Jump to content


Photo

Ever thought about (ML.Net) Machine Learning Media Recommendations?


  • Please log in to reply
31 replies to this topic

#1 chef OFFLINE  

chef

    Advanced Member

  • Developers
  • 3833 posts
  • Local time: 02:14 PM
  • LocationPeterborough, Canada

Posted 18 March 2019 - 06:56 PM

I was browsing Github and I came across the repo for ML.Net.

What d'ya know, there is an entire machine learning sample page and project which is based specifically on Movie Recommendation.

I realize that the aspect of media recommendation it written quite well in Emby already, however adding a machine learning aspect to the server kind of puts the server in a whole new league.

I don't think any of the other media server platforms have jumped on the bandwagon.

This is the link to the project below.

https://github.com/d...eRecommendation

It is currently utilizing a MovieLens Dataset, but I'm pretty sure a more personalized Dataset based from user libraries would be neat, at least unique.

That's cool, I think...

Edited by chef, 18 March 2019 - 07:18 PM.


#2 Luke OFFLINE  

Luke

    System Architect

  • Administrators
  • 131161 posts
  • Local time: 02:14 PM

Posted 18 March 2019 - 09:29 PM

Possibly but given that we're dealing with personal media the amount of possible suggestions is not that large. It would be a nice buzz word to throw around though.

#3 chef OFFLINE  

chef

    Advanced Member

  • Developers
  • 3833 posts
  • Local time: 02:14 PM
  • LocationPeterborough, Canada

Posted 22 March 2019 - 02:20 PM

I have been doing quiet a bunch of research on how ML.Net could be used to better the experience of the  Emby server.

 

I have started a proof on concept .netcore console app which is kind of interesting.

 

I read through both the ML.Net GitHub and this MSDN page:

 

https://docs.microso...recommmendation

 

 

I think it is possible to do something really cool with these libraries.

 

Basically, the machine learning algorithms starts by calculating whether a user should be recommended an item based on other users acceptance of the same item. 

 

 

 

              Incredibles 2 (2018)                      The Avengers (2012)                     Guardians of the Galaxy (2014)

 

User 1    Watched and liked movie             Watched and liked movie                   Watched and liked movie

User 2      Watched and liked movie           Watched and liked movie                    Has not watched -- RECOMMEND movie

 

 

Not super smart, but things can get really interesting when applying larger datasets for a deeper learning algorithm.

 

But, in order to make something like that happen,  there would need to be a control group of Emby users, who would be interested in submitting some viewer information.

PROBLEMS AND TASKS:
1: Translate this sentence from the forum thread on machine learning media recommendations into Spanish: "I think it is possible to do something really cool with these libraries."
2: Pick up the forum thread on machine learning media recommendations after its final sentence and write what comes next.

EXTRACTED DATA:
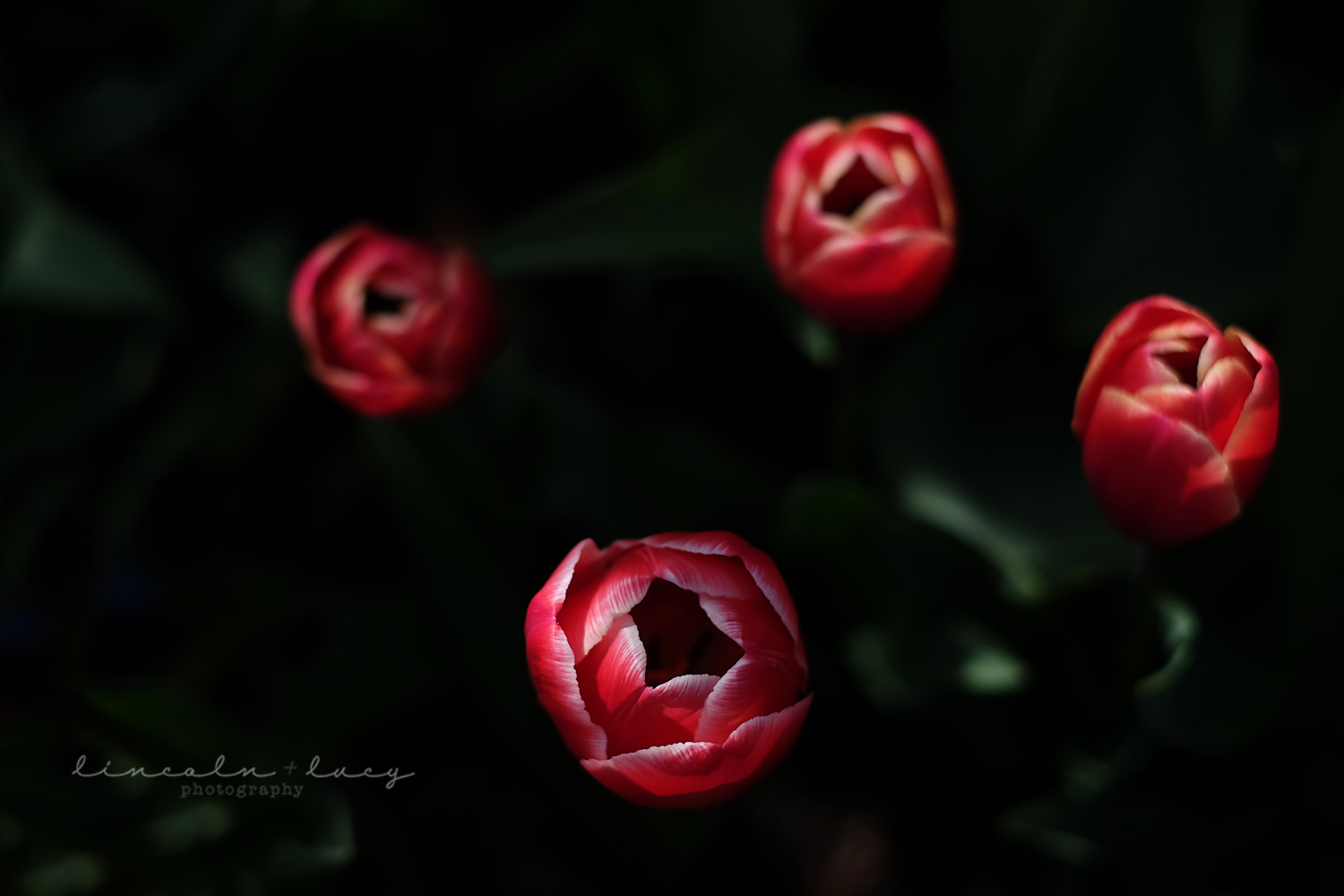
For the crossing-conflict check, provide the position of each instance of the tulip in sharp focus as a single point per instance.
(860, 220)
(392, 327)
(672, 665)
(1177, 421)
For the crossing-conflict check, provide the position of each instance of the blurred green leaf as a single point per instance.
(64, 876)
(29, 519)
(1228, 694)
(989, 667)
(193, 825)
(871, 659)
(817, 512)
(655, 214)
(255, 269)
(168, 716)
(331, 847)
(1015, 554)
(59, 261)
(1179, 625)
(1042, 825)
(1223, 42)
(117, 110)
(104, 370)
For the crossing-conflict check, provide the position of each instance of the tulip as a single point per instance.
(392, 327)
(1177, 421)
(860, 220)
(672, 665)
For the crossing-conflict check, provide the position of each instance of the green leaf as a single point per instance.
(656, 214)
(167, 715)
(61, 261)
(255, 271)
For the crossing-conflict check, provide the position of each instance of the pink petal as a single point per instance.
(758, 564)
(616, 582)
(1252, 444)
(663, 715)
(1152, 317)
(875, 281)
(551, 661)
(613, 673)
(788, 182)
(1158, 478)
(1176, 401)
(1223, 392)
(695, 775)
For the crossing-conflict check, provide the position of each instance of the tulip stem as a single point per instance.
(849, 402)
(1140, 624)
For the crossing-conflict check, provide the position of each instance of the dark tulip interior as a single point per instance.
(851, 190)
(677, 635)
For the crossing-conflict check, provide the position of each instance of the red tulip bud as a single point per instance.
(672, 665)
(860, 220)
(392, 327)
(1177, 421)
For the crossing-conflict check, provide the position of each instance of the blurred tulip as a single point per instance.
(860, 220)
(392, 327)
(672, 665)
(1177, 421)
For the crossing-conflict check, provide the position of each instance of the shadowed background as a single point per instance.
(203, 554)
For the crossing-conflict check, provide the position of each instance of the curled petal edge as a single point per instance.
(551, 659)
(695, 774)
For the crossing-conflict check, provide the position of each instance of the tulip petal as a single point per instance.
(612, 675)
(757, 685)
(615, 583)
(694, 775)
(1222, 394)
(1252, 444)
(855, 280)
(1148, 319)
(763, 573)
(663, 715)
(551, 661)
(1158, 478)
(1176, 401)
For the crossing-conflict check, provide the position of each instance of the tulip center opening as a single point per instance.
(382, 304)
(852, 190)
(679, 638)
(1185, 362)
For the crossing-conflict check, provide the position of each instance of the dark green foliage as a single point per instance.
(202, 554)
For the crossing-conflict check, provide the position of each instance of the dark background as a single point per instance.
(203, 554)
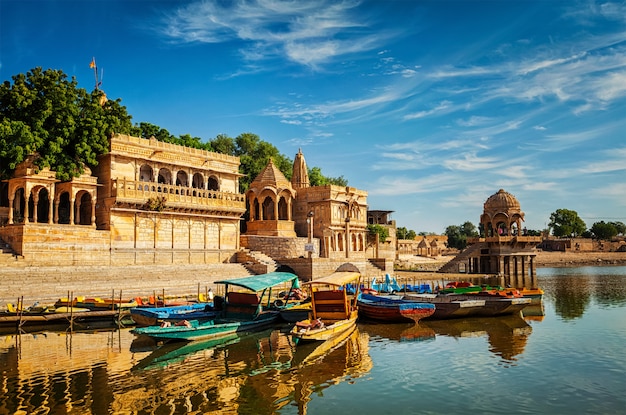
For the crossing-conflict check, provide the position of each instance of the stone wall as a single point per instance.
(278, 247)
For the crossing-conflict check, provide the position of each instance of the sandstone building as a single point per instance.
(173, 214)
(147, 202)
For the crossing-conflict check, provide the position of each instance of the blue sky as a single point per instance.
(430, 106)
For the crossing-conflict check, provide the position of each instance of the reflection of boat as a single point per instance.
(241, 311)
(176, 352)
(534, 312)
(333, 311)
(507, 335)
(151, 316)
(407, 332)
(535, 294)
(393, 310)
(311, 352)
(496, 304)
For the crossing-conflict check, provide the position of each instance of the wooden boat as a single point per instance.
(393, 310)
(390, 285)
(240, 312)
(333, 309)
(152, 316)
(447, 306)
(296, 312)
(464, 287)
(96, 303)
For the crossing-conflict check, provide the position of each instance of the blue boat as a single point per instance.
(393, 310)
(389, 286)
(152, 316)
(240, 312)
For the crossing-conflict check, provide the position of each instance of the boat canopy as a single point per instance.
(337, 278)
(261, 282)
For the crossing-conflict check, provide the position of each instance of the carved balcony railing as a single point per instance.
(130, 191)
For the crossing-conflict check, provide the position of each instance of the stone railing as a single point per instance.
(176, 196)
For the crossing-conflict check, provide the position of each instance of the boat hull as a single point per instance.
(301, 334)
(213, 329)
(151, 316)
(389, 310)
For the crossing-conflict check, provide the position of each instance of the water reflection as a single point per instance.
(576, 288)
(507, 335)
(109, 373)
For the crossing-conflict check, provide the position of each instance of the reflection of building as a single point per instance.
(101, 372)
(505, 248)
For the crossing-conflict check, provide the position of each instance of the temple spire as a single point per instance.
(300, 177)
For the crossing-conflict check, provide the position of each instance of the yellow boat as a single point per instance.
(333, 308)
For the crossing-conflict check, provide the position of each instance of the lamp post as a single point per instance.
(309, 221)
(348, 239)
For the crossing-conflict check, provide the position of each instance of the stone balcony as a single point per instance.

FINAL RESULTS:
1: Creo que es posible hacer algo realmente genial con estas bibliotecas.

2:
 

Specifically, running a console app which gathers anonymous like/favorite information, and create a CSV for the learning program ("cringy" I know).

 

 

Once that information was gathered ML.Net would be able to work magic on the out come and create a fairly deep AI to recommend movies.

 

These recommendations would be based on more then just a shallow calculation. 

 

Actors, Genres, Titles, Years, and my favorite  -> Media Overviews Sentiments.

 

Fairly Deep Learning.

 

It's pretty nifty stuff.

 

But, the submission of Likes/Favorites is where I understand people would be hesitant.


Edited by chef, 22 March 2019 - 03:07 PM.


#4 BillOatman OFFLINE  

BillOatman

    Advanced Member

  • Members
  • 313 posts
  • Local time: 02:14 PM

Posted 22 March 2019 - 04:27 PM

I have been doing quiet a bunch of research on how ML.Net could be used to better the experience of the  Emby server.

 

I have started a proof on concept .netcore console app which is kind of interesting.

 

I read through both the ML.Net GitHub and this MSDN page:

 

https://docs.microso...recommmendation

 

 

I think it is possible to do something really cool with these libraries.

 

Basically, the machine learning algorithms starts by calculating whether a user should be recommended an item based on other users acceptance of the same item.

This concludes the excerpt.